Given instruction: Please pull out every line of the entries below that contains the string "bare" and copy each such line in full.

>> Begin Record excerpts

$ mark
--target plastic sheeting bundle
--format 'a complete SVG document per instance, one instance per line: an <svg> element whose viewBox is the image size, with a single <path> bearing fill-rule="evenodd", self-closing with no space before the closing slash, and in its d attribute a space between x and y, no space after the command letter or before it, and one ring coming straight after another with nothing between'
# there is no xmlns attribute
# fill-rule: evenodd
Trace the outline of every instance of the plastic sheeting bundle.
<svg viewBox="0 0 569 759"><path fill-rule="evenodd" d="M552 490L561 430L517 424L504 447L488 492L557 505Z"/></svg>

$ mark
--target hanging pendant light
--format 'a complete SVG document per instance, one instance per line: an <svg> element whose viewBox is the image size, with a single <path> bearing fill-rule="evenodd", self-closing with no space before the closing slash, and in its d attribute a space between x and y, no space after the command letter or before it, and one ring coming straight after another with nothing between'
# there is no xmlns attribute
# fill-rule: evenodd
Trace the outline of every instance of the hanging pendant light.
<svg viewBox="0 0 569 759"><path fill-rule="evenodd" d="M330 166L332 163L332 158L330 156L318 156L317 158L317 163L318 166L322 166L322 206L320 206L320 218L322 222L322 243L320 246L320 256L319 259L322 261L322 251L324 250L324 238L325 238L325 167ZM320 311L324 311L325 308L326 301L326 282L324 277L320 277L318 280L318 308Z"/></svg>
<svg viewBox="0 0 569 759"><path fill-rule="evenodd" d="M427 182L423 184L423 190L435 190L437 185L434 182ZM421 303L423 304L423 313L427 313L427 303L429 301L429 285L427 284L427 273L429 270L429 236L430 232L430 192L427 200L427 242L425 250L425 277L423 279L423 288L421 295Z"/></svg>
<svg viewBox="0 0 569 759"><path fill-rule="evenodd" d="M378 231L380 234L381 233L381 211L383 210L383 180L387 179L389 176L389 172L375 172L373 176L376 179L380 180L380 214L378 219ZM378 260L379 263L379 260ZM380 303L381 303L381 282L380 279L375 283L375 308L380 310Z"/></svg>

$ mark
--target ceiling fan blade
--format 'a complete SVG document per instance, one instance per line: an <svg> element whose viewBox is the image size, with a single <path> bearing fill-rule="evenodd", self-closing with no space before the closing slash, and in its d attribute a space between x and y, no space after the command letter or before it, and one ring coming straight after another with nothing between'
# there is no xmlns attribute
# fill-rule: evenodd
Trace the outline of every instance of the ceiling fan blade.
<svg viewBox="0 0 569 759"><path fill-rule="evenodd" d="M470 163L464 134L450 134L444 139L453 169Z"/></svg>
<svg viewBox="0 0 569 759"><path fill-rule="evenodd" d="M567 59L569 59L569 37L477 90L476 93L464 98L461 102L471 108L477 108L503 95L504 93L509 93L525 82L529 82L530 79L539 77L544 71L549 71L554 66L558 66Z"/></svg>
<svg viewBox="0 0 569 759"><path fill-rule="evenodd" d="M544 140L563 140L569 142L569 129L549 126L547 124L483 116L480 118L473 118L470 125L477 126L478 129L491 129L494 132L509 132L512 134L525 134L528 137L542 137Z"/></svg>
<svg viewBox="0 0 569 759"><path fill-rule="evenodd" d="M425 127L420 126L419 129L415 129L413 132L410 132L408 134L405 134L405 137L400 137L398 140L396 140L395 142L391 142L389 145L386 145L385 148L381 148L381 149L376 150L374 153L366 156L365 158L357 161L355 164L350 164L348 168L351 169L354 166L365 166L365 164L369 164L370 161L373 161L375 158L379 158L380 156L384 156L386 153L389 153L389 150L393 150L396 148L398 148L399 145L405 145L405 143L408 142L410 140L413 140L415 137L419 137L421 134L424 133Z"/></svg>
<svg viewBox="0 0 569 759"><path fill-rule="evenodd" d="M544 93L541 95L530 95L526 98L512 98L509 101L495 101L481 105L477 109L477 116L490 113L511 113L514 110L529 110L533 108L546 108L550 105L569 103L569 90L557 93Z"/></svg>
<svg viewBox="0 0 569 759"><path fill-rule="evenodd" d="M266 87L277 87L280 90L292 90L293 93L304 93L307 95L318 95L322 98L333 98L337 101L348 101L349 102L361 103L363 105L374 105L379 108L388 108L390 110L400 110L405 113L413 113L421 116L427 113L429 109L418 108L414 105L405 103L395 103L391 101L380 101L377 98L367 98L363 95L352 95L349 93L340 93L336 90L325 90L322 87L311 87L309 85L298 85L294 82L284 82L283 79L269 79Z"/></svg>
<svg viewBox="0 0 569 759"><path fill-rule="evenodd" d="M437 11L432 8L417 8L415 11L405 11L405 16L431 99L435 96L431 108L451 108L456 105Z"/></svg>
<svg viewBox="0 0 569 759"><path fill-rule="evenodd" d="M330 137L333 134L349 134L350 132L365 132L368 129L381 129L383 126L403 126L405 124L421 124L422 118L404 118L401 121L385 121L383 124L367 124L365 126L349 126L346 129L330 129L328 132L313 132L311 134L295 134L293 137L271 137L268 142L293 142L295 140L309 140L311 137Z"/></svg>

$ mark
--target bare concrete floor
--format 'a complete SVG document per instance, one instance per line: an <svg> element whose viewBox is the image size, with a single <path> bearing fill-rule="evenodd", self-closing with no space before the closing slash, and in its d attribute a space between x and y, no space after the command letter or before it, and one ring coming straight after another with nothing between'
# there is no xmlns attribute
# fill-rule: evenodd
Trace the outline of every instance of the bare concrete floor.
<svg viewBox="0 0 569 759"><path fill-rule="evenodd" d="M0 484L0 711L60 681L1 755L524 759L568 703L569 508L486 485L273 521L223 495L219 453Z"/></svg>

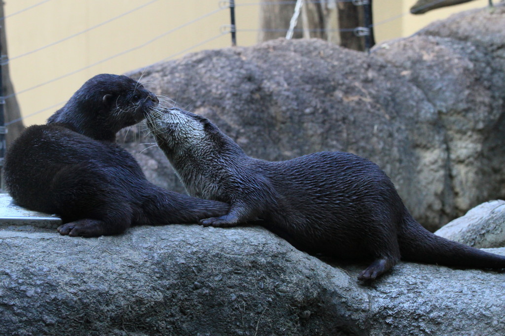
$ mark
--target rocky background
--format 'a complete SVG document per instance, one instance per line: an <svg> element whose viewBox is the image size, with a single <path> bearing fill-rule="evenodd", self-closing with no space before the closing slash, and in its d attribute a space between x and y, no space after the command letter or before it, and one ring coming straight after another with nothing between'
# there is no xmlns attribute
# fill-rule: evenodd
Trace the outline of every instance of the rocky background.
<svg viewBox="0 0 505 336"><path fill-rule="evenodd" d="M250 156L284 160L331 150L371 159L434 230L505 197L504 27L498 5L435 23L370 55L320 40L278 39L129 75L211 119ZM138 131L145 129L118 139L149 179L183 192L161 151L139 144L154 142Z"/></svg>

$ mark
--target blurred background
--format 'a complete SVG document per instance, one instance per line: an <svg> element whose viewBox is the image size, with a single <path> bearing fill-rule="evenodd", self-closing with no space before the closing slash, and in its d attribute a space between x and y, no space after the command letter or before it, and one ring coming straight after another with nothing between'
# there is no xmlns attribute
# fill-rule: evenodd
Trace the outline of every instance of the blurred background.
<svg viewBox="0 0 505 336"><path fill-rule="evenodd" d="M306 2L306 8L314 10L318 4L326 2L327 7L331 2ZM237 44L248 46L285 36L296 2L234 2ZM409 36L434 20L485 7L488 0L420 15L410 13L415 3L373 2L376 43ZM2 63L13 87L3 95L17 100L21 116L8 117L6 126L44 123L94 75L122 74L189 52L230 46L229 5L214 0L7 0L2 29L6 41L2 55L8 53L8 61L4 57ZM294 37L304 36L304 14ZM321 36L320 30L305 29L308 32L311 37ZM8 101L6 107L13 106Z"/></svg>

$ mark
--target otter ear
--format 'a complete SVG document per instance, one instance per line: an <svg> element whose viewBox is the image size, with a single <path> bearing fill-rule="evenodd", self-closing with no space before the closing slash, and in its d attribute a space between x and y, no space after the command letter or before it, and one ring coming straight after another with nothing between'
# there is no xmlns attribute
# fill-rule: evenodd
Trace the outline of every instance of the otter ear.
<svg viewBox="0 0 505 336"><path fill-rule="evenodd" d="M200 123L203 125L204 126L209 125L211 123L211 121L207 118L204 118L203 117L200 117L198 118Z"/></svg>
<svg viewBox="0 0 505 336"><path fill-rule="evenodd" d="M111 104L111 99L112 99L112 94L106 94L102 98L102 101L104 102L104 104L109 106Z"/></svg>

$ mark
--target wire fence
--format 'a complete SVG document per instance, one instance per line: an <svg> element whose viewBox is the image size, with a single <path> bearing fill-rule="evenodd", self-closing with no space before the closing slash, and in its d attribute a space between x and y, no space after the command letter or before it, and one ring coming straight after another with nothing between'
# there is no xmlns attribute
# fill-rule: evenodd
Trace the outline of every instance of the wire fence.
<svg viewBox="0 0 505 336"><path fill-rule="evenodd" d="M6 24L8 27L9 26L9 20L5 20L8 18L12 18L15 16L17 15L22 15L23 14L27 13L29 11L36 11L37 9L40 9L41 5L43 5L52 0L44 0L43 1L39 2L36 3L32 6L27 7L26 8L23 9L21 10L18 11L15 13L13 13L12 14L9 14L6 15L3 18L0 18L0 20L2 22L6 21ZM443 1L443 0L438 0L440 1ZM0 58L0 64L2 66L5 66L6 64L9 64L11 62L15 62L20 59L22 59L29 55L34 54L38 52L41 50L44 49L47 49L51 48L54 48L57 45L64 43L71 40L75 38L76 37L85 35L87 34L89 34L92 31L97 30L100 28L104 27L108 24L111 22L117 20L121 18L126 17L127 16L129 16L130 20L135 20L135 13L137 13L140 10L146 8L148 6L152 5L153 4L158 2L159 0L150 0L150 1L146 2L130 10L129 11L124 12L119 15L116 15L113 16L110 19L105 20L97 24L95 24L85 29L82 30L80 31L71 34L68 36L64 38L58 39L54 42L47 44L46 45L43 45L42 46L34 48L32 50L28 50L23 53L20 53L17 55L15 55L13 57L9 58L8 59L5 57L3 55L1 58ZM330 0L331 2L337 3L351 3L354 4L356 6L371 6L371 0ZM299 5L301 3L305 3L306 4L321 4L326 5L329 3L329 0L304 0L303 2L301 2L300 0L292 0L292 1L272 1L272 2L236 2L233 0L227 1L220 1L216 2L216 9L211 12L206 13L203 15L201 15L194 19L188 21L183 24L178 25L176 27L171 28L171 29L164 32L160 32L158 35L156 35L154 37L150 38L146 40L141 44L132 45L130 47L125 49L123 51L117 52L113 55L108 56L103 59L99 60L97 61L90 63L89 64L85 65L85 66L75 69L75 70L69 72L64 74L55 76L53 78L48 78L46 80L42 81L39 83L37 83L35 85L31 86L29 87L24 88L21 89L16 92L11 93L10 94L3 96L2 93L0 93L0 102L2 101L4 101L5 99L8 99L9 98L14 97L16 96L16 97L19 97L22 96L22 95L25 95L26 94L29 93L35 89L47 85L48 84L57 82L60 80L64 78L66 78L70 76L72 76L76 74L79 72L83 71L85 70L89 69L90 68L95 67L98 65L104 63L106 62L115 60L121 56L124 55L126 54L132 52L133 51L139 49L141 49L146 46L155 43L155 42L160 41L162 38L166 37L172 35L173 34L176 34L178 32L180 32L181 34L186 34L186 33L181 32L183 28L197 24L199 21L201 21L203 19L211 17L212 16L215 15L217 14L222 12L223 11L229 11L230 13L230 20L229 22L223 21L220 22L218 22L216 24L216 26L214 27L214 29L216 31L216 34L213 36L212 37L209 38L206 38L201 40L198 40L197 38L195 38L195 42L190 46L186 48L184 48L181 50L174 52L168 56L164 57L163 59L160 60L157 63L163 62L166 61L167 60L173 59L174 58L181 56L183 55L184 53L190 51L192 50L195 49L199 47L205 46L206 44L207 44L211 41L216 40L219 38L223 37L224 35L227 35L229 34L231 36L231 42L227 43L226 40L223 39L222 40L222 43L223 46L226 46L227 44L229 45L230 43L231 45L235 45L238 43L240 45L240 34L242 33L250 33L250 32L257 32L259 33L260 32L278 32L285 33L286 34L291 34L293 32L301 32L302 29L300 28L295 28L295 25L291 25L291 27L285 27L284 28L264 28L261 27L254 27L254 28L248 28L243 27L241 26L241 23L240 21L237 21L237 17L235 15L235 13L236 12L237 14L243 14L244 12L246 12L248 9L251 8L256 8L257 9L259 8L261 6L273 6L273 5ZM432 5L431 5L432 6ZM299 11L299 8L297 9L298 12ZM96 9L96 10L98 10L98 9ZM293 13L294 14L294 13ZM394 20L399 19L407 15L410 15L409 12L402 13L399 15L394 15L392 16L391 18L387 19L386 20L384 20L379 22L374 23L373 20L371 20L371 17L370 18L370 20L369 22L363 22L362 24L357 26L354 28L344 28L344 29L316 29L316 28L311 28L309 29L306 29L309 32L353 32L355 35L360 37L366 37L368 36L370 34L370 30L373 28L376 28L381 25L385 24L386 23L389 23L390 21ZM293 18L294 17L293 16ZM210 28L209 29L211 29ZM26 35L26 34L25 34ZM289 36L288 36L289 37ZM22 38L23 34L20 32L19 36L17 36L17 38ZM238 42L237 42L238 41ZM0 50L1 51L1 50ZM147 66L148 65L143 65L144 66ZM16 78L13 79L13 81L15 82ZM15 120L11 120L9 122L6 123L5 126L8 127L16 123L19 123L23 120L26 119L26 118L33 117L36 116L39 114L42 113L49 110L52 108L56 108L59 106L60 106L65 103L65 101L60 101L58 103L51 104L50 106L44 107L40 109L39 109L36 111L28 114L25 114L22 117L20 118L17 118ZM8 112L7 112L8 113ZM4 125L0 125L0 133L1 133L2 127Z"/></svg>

>> End Record excerpts

Solution for this exercise:
--target bare concrete floor
Trace the outline of every instance of the bare concrete floor.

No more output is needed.